» Consigne
Reproduisez à l'identique, dans le récit de traversée ci-dessous, le passage allant de « Pas grand monde » jusqu'à « moteur nous pousse. » inclus.

» Extrait présenté
Ciao les amies qui ont débarqué ! Bienvenue à ceux qui nous rejoignent !

On repart dans une heure.

 

Tcho K10 !

À toute à Gibraltar !

22.I.18 - Gibraltôt

Pas grand monde dans le quartier finalement, et pas de monstres marins déchaînés non plus, nous nous présentons au petit matin dans le détroit, le vent n'est pas là, le moteur nous pousse.

Toute la nuit, des messages d'urgence ont passé sur la radio VHF pour signaler la présence d'embarcations à la dérive, rubber boats, du côté du Maroc. Je repense au morceau de fine toile cirée que les matelots de SOS Méditerrannée nous avaient montré à Brest. Avec de telle embarcations, le plus souvent sans moteur, personne pas même le meilleur marin qui soit, ne peut arriver à bon port sans assistance, ils avaient dit.

Pourtant c'est un PAN PAN, message d'urgence, et non un MAYDAY, message de détresse, qui est diffusé.

Quand on contacte les stations à terre pour avoir des précisions sur les positions des embarcations, on obtient rien. On savait que celles-ci étaient loin de notre route, mais on ouvrait les yeux en grand dans le noir. Je viens de me réveiller de ma sieste nocturne, je ne suis pas de quart mais je voulais voir cet endroit.

» Données sources
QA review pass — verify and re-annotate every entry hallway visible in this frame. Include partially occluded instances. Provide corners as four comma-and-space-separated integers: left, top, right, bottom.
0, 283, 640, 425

» Réponse attendue
Pas grand monde dans le quartier finalement, et pas de monstres marins déchaînés non plus, nous nous présentons au petit matin dans le détroit, le vent n'est pas là, le moteur nous pousse.